>> start
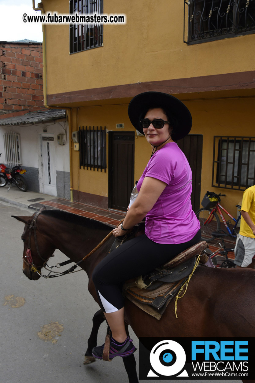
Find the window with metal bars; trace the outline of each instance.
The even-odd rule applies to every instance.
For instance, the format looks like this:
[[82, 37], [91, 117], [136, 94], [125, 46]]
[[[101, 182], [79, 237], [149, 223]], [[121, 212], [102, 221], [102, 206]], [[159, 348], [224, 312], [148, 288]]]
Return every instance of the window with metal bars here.
[[187, 44], [254, 33], [255, 0], [184, 0], [184, 23]]
[[[70, 13], [103, 13], [103, 0], [70, 0]], [[75, 53], [103, 45], [103, 25], [71, 24], [70, 53]]]
[[255, 137], [214, 136], [212, 186], [245, 190], [254, 185]]
[[105, 126], [79, 127], [80, 168], [90, 170], [103, 169], [106, 171], [106, 131]]
[[7, 132], [3, 136], [6, 163], [12, 167], [21, 164], [20, 135]]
>> end
## STATED EXERCISE
Rewrite the entries above, replacing "window with metal bars" with "barred window" and keeping everything else unchanged. Leave out the picture.

## EXPECTED OUTPUT
Find the barred window; trace the outline of each instance.
The even-odd rule applies to every instance.
For instance, the format looks like this:
[[82, 37], [91, 117], [136, 94], [125, 46]]
[[[101, 182], [79, 237], [149, 223]], [[121, 212], [102, 221], [102, 206]], [[159, 348], [224, 312], [148, 288]]]
Return every instance of the barred window here.
[[187, 44], [254, 33], [255, 0], [184, 0], [184, 23]]
[[[70, 13], [103, 13], [103, 0], [70, 0]], [[75, 53], [103, 45], [103, 25], [71, 24], [70, 53]]]
[[255, 137], [214, 136], [212, 186], [245, 190], [254, 185]]
[[105, 126], [79, 127], [80, 168], [90, 170], [103, 169], [106, 171], [106, 131]]
[[7, 132], [3, 136], [6, 163], [12, 167], [21, 164], [20, 135]]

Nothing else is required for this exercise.